** Start DOCUMENT TEXT **

# Kohler Magnum 18 Plug gap?



## summitdrinker (Aug 25, 2005)

Hi, I'm working a freinds old sears lawn mower with MV18 motor
What is the correct spark plug gap?
on Kohler's site the service manuals says .025, but there owner's manual says .035.

It was a very neglected mower, but it's running much better now after I changed the oil, new air filter, adjusted the carb, cleaned out the cooling fins that were full of mouse nests . more than that acually, long story............


----------



## CHUY68 (Aug 20, 2008)

On My Repair Manual It Says , Spark Plug Rv-15yc (champion) Spark Plug Gap For Magnum ** Vertical** Twins Mv18 Kohler Gap To 0.025 , For **horizontal** Magnum Twins Gap 0.0035


----------



## summitdrinker (Aug 25, 2005)

CHUY68, Thanks for the info. I think your right, this one is a Vertical so I think I will go with .025 or a little wider. I will check the gap of the plugs that are in it now, I looked them over and they look like 035 or more but I didn't measure them. I see that vertical and horizontal call for different plugs too: V=RV15YC H=RV17YC


----------



## CHUY68 (Aug 20, 2008)

Yes , I Used To Have Craftsman Riding Mower With 18 Hp Kohler Mv18 And I Remebered It Was A Little Confusing With The Repair Manual And Owners Manual Specs.
I Still Have The Owners Manual For The Mower Above, If You Need It Just Pay For Shipping And I Send It To You.
Jesse From Oxford Nc


----------

** End DOCUMENT TEXT **
** Start GIVEN DATA **

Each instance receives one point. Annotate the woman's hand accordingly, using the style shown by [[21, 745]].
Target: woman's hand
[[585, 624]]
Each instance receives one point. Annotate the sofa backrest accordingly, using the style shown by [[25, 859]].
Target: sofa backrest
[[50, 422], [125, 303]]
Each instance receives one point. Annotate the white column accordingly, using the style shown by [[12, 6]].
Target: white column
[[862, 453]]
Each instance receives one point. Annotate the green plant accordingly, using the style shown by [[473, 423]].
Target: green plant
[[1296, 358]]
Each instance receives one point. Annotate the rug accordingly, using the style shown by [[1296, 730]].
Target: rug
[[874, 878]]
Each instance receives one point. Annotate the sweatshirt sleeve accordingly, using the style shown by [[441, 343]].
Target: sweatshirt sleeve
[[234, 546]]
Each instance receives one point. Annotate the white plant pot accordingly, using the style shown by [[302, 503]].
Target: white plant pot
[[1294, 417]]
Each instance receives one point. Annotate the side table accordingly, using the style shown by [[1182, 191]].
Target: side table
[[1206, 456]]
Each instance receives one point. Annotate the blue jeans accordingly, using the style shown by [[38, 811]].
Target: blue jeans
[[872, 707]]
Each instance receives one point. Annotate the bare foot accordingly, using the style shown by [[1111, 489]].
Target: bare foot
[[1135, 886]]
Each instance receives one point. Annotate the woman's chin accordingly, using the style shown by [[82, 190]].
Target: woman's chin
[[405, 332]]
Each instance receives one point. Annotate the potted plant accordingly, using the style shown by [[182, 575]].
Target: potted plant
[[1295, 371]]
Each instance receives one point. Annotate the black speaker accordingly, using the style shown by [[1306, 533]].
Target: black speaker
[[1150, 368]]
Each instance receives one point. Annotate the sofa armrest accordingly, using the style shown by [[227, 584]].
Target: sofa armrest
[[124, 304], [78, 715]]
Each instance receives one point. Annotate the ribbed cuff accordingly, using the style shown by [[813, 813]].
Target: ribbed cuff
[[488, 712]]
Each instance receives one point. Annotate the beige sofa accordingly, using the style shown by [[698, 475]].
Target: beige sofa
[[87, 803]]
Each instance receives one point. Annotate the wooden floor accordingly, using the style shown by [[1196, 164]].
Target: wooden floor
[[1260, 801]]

** End GIVEN DATA **

Copy out the entire forum thread above on the Kohler Magnum 18 spark plug gap, word for word, with nothing changed.

# Kohler Magnum 18 Plug gap?



## summitdrinker (Aug 25, 2005)

Hi, I'm working a freinds old sears lawn mower with MV18 motor
What is the correct spark plug gap?
on Kohler's site the service manuals says .025, but there owner's manual says .035.

It was a very neglected mower, but it's running much better now after I changed the oil, new air filter, adjusted the carb, cleaned out the cooling fins that were full of mouse nests . more than that acually, long story............


----------



## CHUY68 (Aug 20, 2008)

On My Repair Manual It Says , Spark Plug Rv-15yc (champion) Spark Plug Gap For Magnum ** Vertical** Twins Mv18 Kohler Gap To 0.025 , For **horizontal** Magnum Twins Gap 0.0035


----------



## summitdrinker (Aug 25, 2005)

CHUY68, Thanks for the info. I think your right, this one is a Vertical so I think I will go with .025 or a little wider. I will check the gap of the plugs that are in it now, I looked them over and they look like 035 or more but I didn't measure them. I see that vertical and horizontal call for different plugs too: V=RV15YC H=RV17YC


----------



## CHUY68 (Aug 20, 2008)

Yes , I Used To Have Craftsman Riding Mower With 18 Hp Kohler Mv18 And I Remebered It Was A Little Confusing With The Repair Manual And Owners Manual Specs.
I Still Have The Owners Manual For The Mower Above, If You Need It Just Pay For Shipping And I Send It To You.
Jesse From Oxford Nc


----------